● WORK TO BE COMPLETED: Your answer should consist only of the lines below from the one with "Target: spectator" through the one with "Target: blue sock", copied exactly.

[Dataset entries]
══════════

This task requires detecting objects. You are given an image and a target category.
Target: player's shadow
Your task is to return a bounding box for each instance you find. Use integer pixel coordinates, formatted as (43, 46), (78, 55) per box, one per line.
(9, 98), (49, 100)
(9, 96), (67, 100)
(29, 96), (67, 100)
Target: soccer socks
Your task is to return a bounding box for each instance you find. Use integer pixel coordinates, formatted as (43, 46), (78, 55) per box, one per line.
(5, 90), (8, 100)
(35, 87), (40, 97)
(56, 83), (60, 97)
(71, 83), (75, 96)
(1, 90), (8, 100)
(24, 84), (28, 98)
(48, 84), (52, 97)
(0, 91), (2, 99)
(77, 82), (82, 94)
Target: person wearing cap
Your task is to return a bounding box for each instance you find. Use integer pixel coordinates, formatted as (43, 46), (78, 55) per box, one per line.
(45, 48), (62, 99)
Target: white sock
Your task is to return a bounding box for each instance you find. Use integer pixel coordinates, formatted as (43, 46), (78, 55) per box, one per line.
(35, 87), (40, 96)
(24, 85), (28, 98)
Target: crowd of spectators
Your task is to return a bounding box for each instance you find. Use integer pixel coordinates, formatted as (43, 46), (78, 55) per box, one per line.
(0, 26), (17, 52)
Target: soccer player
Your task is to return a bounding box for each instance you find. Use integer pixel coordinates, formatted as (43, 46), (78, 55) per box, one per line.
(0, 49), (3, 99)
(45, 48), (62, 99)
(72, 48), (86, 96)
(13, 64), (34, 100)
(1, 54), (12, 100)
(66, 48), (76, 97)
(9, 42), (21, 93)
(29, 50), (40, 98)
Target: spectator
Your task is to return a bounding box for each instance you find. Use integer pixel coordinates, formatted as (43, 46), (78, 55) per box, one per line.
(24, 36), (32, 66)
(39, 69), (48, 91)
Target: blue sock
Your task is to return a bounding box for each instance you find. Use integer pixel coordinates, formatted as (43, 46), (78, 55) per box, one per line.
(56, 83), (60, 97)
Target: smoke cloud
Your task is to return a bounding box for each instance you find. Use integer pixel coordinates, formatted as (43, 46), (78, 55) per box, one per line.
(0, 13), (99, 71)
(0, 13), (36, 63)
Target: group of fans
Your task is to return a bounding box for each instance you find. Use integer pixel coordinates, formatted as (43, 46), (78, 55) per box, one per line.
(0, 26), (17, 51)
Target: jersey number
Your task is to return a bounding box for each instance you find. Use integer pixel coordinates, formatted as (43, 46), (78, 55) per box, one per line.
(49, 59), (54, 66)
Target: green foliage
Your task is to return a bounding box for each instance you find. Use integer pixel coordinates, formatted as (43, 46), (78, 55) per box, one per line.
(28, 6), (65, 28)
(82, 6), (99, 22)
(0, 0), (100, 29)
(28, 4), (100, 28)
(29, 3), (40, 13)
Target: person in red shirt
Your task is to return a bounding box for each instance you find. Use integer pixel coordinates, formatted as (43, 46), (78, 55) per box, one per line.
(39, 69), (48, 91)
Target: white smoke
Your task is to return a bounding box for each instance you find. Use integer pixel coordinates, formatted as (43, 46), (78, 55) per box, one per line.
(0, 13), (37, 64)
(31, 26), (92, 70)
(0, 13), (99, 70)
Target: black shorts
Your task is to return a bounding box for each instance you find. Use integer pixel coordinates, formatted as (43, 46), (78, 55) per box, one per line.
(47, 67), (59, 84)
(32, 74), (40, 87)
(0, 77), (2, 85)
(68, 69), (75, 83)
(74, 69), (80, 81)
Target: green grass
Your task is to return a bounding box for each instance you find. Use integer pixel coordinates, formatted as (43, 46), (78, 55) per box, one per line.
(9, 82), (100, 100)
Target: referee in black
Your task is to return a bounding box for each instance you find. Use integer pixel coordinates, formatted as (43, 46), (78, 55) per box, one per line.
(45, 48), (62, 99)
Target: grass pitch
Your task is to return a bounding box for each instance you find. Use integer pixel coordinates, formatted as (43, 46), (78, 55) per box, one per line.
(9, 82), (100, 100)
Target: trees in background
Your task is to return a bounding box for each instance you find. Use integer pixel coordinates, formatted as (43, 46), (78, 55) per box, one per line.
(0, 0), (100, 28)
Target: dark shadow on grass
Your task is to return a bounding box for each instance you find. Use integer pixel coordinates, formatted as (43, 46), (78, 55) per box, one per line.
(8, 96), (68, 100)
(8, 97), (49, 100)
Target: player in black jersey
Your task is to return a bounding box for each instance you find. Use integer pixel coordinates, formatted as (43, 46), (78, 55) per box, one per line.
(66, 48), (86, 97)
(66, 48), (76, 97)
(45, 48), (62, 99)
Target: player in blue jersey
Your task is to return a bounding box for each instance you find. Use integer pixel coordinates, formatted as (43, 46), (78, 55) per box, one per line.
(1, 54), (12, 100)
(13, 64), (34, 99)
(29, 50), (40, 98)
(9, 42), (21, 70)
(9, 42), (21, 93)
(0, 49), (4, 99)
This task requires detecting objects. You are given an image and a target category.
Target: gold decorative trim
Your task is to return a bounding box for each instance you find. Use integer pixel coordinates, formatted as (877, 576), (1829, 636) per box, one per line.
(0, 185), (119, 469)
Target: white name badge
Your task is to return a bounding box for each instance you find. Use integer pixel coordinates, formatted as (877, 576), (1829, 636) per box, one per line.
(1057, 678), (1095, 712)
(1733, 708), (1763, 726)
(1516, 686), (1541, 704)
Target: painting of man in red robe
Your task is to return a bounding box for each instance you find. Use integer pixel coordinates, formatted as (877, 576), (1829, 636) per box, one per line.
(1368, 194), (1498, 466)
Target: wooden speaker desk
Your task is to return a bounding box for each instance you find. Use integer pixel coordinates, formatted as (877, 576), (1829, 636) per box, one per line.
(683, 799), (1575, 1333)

══════════

● ANSWER FOR THE TASK:
Target: spectator
Your task is to return a bounding box for each instance you find. Use integer pixel coordinates, formatted as (43, 46), (78, 55) per box, one per line.
(24, 36), (32, 66)
(39, 69), (48, 91)
Target: blue sock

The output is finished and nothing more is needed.